• [DOCUMENT SEGMENT]:

I also love having two although must admit it would probably be less work and and lot less noisy with one. However I think I must have been really lucky as Betty and Ted spend HOURS everyday rough and tumbling and it rarely gets out of hand but then there are times when they are happy to have a bit of me time of their own.


----------



## LolaLulu

Absolutely no regrets but it was hard work for the first few months or 10! We got Lola and went back for her sister 2 days later. They are almost identicle to look at but like chalk and cheese in character. As I write Lola is bouncing off the walls playing with her babble ball while Lulu is chilling out on the sofa.


----------



## 3boys1pup

Why am I even looking at this ? :undwech:


----------



## Janev1000

Kody&Beau;169778 if I'm honest I wish she would stand her ground more being she was here first said:


> Hmmm that sounds a lot like Biscuit! - maybe because they are related! It's just that Honey is probably more submissive than Beau and like you, I do wish she'd tell him off a bit more! Occasionally she will growl at him if he tries to nick her carrot and it works! He backs off like a true gentleman, so I think their relationship would work if she were a bit more vocal. x


----------



## Jedicrazy

Janev1000 said:


> Hmmm that sounds a lot like Biscuit! - maybe because they are related! It's just that Honey is probably more submissive than Beau and like you, I do wish she'd tell him off a bit more! Occasionally she will growl at him if he tries to nick her carrot and it works! He backs off like a true gentleman, so I think their relationship would work if she were a bit more vocal. x


Jane you could be on to something here as Roo is terrible at dominating Obi too! Maybe it's a trait they've all inherited from their Dad? I wish Obi would stand up for himself more too but he let's her get away with murder. He even just stands there while she attempts to hump him and I have to tell her No and push her off him .

• [DESCRIPTION OF THE TASK]:
Write the next part of the forum thread about owning two dogs, starting after its final post. The lines after this point are separate material, unrelated to the dog-owners' forum thread.

• [ENTRIES SHOWN]:
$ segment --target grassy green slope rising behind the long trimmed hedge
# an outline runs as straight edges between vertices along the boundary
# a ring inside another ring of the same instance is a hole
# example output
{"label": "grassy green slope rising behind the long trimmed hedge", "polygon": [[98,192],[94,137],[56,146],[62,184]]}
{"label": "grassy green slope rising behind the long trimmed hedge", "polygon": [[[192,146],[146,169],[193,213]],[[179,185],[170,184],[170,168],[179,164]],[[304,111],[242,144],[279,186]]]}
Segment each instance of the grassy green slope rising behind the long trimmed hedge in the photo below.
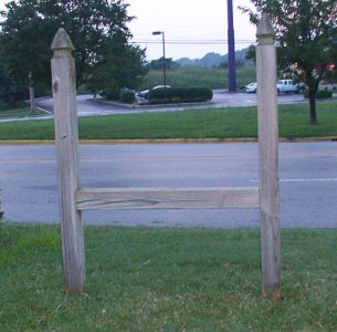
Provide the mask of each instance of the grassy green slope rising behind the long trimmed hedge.
{"label": "grassy green slope rising behind the long trimmed hedge", "polygon": [[[240,68],[236,72],[238,86],[256,81],[255,68]],[[149,71],[139,90],[151,89],[162,84],[162,71]],[[167,84],[175,87],[201,86],[209,89],[228,89],[228,70],[206,68],[182,68],[167,71]]]}

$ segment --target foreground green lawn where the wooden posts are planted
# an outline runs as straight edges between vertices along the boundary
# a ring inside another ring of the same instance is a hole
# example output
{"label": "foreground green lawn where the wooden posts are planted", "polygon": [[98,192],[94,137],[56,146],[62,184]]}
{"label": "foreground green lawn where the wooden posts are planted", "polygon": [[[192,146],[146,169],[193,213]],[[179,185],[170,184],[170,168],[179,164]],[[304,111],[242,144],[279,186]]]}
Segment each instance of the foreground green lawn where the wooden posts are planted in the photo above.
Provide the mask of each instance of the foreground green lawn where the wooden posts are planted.
{"label": "foreground green lawn where the wooden posts are planted", "polygon": [[337,230],[284,230],[284,300],[261,295],[260,231],[86,227],[65,294],[57,226],[4,224],[0,331],[336,331]]}

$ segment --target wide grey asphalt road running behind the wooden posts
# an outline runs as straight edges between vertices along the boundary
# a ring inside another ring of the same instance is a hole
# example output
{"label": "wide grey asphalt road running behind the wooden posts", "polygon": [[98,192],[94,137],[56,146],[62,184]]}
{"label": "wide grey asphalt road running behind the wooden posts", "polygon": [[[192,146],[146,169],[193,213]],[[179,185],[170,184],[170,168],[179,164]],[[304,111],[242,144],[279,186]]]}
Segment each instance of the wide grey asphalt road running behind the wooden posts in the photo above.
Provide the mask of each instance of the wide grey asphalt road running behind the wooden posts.
{"label": "wide grey asphalt road running behind the wooden posts", "polygon": [[[52,145],[0,146],[6,219],[57,222]],[[336,143],[281,143],[282,227],[337,226]],[[85,187],[257,186],[257,144],[83,145]],[[92,225],[259,227],[259,210],[85,211]]]}

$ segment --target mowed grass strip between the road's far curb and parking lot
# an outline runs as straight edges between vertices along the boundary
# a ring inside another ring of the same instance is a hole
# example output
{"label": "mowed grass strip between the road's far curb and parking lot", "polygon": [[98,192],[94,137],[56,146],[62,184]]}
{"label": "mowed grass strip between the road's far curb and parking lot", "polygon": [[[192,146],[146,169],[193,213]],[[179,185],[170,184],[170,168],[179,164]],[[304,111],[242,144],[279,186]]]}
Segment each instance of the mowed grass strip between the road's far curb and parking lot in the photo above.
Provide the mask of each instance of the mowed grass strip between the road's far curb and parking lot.
{"label": "mowed grass strip between the road's far curb and parking lot", "polygon": [[[280,105],[280,137],[337,136],[337,102],[317,103],[318,124],[308,104]],[[81,139],[256,138],[256,107],[203,108],[80,117]],[[0,123],[0,141],[53,139],[53,121]]]}

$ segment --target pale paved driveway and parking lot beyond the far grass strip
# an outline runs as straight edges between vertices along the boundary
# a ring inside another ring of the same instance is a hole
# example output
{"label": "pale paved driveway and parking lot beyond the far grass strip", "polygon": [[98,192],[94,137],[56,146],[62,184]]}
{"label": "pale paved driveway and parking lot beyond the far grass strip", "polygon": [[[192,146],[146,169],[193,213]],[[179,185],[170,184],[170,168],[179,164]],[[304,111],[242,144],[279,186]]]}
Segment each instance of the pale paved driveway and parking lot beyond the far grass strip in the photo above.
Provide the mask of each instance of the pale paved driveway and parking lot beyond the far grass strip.
{"label": "pale paved driveway and parking lot beyond the far grass strip", "polygon": [[[280,104],[303,102],[303,94],[283,94],[277,97]],[[40,98],[35,102],[36,106],[53,113],[53,100]],[[92,95],[77,96],[77,113],[85,115],[123,114],[139,112],[160,112],[160,111],[181,111],[186,108],[202,107],[229,107],[229,106],[251,106],[256,105],[256,94],[254,93],[229,93],[224,90],[214,90],[211,102],[185,105],[141,105],[126,106],[116,103],[103,102],[93,98]]]}

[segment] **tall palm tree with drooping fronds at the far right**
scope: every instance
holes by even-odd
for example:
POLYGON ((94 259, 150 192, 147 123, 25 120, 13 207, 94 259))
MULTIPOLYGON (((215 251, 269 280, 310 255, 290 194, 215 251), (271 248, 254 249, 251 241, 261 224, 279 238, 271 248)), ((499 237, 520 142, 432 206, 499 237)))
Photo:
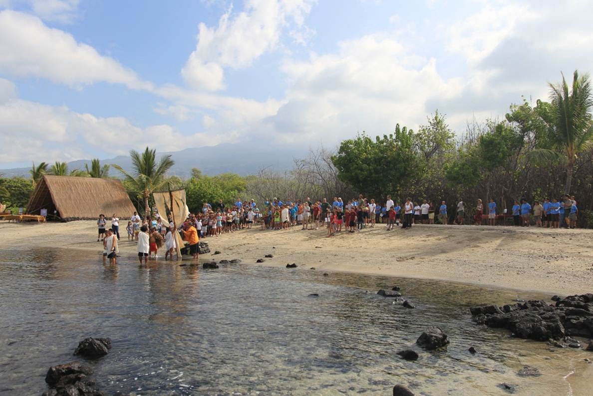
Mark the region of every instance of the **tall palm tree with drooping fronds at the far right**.
POLYGON ((591 81, 588 74, 579 76, 578 70, 575 70, 572 87, 569 88, 564 75, 562 82, 549 85, 553 116, 549 130, 553 150, 533 150, 533 154, 566 163, 564 189, 566 194, 570 194, 578 153, 591 146, 593 137, 591 81))

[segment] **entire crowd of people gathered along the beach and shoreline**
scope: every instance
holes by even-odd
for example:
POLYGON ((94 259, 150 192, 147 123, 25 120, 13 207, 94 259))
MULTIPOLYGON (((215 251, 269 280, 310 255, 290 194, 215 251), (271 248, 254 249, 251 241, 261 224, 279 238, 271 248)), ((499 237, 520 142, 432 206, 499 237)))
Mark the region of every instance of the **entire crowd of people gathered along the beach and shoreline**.
MULTIPOLYGON (((362 194, 358 198, 344 202, 340 197, 334 197, 333 202, 327 198, 318 201, 270 198, 264 202, 262 208, 251 199, 249 201, 237 199, 231 205, 225 205, 220 199, 214 204, 204 202, 199 213, 190 214, 183 224, 178 224, 178 231, 189 246, 190 255, 195 259, 199 255, 199 240, 205 237, 218 237, 221 234, 234 233, 243 229, 259 227, 260 230, 283 230, 289 227, 300 227, 301 230, 318 230, 327 228, 327 237, 345 231, 356 233, 363 228, 374 228, 377 224, 385 226, 391 231, 394 227, 409 229, 413 224, 466 224, 469 214, 473 213, 473 224, 480 225, 487 220, 490 226, 506 225, 512 219, 514 226, 530 227, 533 223, 537 227, 575 228, 578 208, 575 197, 566 194, 561 199, 544 199, 543 202, 534 201, 531 205, 527 200, 514 202, 511 211, 506 208, 500 210, 495 199, 490 199, 486 207, 482 199, 478 199, 475 207, 468 210, 466 202, 458 199, 457 204, 447 205, 446 201, 435 204, 433 201, 422 199, 413 201, 394 201, 387 195, 381 204, 375 199, 365 198, 362 194)), ((165 246, 165 260, 173 259, 176 250, 176 240, 172 227, 165 227, 158 211, 153 210, 154 216, 141 217, 133 213, 127 222, 127 240, 136 242, 140 263, 148 259, 157 259, 158 250, 165 246)), ((469 215, 469 217, 472 217, 469 215)), ((167 215, 167 224, 173 224, 173 219, 167 215)), ((97 220, 98 237, 104 246, 104 259, 115 263, 119 251, 117 241, 119 236, 119 217, 113 214, 111 228, 107 229, 107 219, 101 214, 97 220)))

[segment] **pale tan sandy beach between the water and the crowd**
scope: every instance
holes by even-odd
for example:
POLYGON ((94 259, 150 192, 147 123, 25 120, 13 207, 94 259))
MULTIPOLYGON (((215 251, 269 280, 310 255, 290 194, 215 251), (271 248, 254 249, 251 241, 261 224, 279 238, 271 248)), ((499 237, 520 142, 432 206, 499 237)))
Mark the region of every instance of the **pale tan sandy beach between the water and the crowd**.
MULTIPOLYGON (((121 236, 119 264, 135 264, 131 256, 136 252, 135 242, 127 241, 125 231, 121 236)), ((202 255, 200 261, 238 258, 255 264, 272 254, 263 265, 297 263, 307 270, 438 279, 559 295, 593 289, 593 230, 418 225, 411 230, 386 231, 377 225, 356 234, 326 236, 324 229, 303 231, 300 227, 242 230, 204 239, 212 252, 222 254, 202 255)), ((0 246, 70 247, 97 255, 102 250, 96 242, 94 221, 2 221, 0 246)))

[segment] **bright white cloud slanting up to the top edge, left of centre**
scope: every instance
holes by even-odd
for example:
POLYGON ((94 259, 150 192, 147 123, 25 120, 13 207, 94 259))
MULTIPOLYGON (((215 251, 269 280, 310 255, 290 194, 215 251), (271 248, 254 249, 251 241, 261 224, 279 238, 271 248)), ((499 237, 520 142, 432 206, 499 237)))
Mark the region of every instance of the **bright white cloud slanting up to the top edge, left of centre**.
MULTIPOLYGON (((278 45, 282 28, 303 27, 311 4, 311 0, 247 0, 244 10, 236 15, 229 8, 217 27, 200 23, 196 50, 190 54, 181 75, 196 89, 224 89, 225 67, 251 66, 255 59, 278 45)), ((297 28, 290 36, 304 43, 311 30, 297 28)))

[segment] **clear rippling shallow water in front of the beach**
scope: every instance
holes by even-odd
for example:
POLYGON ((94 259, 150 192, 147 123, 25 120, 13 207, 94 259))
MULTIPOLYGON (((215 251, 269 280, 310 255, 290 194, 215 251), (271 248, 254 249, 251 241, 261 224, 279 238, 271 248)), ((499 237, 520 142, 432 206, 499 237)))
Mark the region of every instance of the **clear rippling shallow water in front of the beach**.
POLYGON ((114 268, 65 249, 1 253, 0 394, 40 394, 47 368, 73 360, 87 336, 113 340, 91 363, 106 394, 389 395, 399 383, 423 395, 501 395, 496 385, 508 382, 519 395, 566 395, 564 376, 591 375, 591 353, 549 352, 471 323, 470 305, 538 295, 248 265, 139 268, 133 256, 114 268), (375 295, 393 285, 417 309, 375 295), (446 351, 396 355, 431 324, 448 333, 446 351), (544 375, 517 376, 525 364, 544 375))

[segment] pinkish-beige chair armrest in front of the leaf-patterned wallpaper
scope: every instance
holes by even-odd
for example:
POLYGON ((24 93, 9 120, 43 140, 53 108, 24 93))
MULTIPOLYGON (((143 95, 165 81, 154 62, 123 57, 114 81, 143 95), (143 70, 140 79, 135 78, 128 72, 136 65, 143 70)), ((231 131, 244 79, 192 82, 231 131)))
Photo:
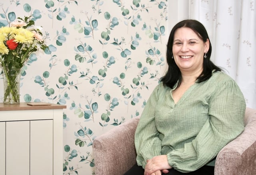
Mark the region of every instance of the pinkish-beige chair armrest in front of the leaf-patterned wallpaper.
POLYGON ((134 134, 139 122, 135 117, 93 140, 96 175, 123 175, 136 163, 134 134))

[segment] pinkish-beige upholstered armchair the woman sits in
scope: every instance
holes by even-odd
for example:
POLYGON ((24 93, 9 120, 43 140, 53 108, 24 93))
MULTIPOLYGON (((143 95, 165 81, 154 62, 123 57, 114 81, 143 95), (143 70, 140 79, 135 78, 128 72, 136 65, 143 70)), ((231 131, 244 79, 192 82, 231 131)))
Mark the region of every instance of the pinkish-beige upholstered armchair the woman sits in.
MULTIPOLYGON (((93 141, 96 175, 123 175, 136 163, 134 133, 139 117, 93 141)), ((219 152, 215 175, 256 175, 256 110, 246 108, 245 130, 219 152)))

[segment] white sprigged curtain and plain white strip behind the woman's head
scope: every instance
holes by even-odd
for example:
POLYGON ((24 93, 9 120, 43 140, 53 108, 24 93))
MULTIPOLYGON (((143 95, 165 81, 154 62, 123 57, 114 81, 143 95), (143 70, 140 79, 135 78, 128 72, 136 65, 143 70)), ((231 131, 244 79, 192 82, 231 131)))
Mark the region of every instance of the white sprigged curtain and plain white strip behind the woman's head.
POLYGON ((170 0, 170 29, 182 19, 204 24, 211 60, 236 80, 247 107, 256 109, 256 0, 170 0))

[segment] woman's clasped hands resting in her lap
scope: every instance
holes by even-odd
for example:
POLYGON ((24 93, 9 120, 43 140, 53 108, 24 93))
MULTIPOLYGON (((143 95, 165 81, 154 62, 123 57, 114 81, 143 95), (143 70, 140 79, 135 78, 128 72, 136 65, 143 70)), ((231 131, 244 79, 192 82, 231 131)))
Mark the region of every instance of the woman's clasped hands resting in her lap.
POLYGON ((155 156, 147 160, 144 175, 161 175, 162 172, 168 173, 168 169, 171 168, 167 160, 167 155, 155 156))

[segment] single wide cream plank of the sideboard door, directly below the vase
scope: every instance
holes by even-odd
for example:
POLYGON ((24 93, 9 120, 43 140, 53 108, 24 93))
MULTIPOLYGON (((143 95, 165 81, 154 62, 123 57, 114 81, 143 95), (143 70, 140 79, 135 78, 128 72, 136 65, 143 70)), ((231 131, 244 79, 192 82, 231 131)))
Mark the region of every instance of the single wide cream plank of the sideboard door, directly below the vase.
POLYGON ((30 121, 6 122, 6 175, 30 174, 30 121))

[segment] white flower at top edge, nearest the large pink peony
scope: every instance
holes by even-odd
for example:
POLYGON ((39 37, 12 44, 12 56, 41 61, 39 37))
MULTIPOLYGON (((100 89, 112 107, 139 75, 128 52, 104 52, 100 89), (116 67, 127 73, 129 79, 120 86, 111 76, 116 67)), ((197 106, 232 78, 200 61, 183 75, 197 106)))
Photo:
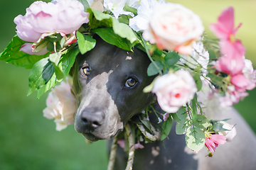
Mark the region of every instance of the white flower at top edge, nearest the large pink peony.
POLYGON ((132 14, 131 12, 124 11, 124 6, 127 4, 128 6, 136 7, 139 0, 105 0, 103 2, 103 6, 112 11, 115 18, 118 18, 120 14, 132 14))

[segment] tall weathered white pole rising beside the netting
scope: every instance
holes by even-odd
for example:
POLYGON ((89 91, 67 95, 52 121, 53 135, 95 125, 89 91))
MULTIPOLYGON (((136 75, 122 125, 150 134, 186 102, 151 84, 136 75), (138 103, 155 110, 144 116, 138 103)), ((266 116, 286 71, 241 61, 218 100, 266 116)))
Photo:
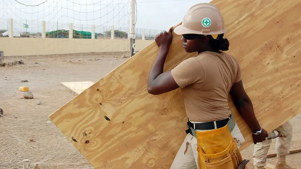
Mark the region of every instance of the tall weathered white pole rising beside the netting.
POLYGON ((136 11, 136 0, 131 0, 131 10, 130 10, 130 42, 131 42, 131 57, 136 54, 135 52, 135 17, 136 11))

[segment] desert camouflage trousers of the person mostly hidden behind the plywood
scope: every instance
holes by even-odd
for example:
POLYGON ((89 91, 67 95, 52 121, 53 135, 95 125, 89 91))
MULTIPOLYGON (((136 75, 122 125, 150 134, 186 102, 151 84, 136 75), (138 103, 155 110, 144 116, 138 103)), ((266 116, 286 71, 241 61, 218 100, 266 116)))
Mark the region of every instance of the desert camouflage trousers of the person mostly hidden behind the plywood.
MULTIPOLYGON (((292 141, 292 125, 289 121, 282 124, 276 130, 281 132, 281 135, 276 138, 275 151, 278 155, 289 154, 289 146, 292 141)), ((254 166, 262 167, 266 165, 267 154, 271 146, 272 140, 266 139, 261 143, 257 143, 254 146, 254 166)))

• [ANSWER BOX]:
----------



## dmgalley

Willow is becoming a humper too. I laugh when people say they don't want a male because they hump. Willow is worse than Jake ever thought of being. 

Sent from my SGH-T989 using Tapatalk 2


----------



## TraceyT33

Hello everyone, looking at this thread, it appears that most that have two dogs have one of each ***. I have Millie (10 months now) and do intend to get ano, possibly keep on of her pups if and when she has some. However, I was only contemplating getting another girl... what does everyone else think about 2 girls together? Love the thread btw x


----------



## arlo

Well with help of this thread, I am pleased to say we have decided we are definately going to get another  However now we have a new problem, which ***? everyone seems to recommend boy, girl, but a few have had problems. I have only had two boys together as has my sister between us 5 sets and they all got on fine. My sister lost one of hers at christmas and decided on a bitch to go with her two year old boy, they get on wonderfully, but now when they go out he is so protective of his new sister and is getting in fights which he never done before. Arlo is so submissive so I dont know wether I should go with what I know and go for another male or bite the bullet and go for a girl. I am so excited now we have decided we are going for another one, but one last hurdle to go! Boy or Girl?


----------



## Marzi

I can't really offer an opinion regarding two 'poos, but from experience with other breeds I would be inclined to say same *** is fine - ie 2 girls or 2 boys together. However I know my Dad (who bred GSDs and GRs) would definitely say the important thing before getting a second is to ensure that the first is mature - physically and emotionally, otherwise they can become competitive and take longer to establish a happy relationship.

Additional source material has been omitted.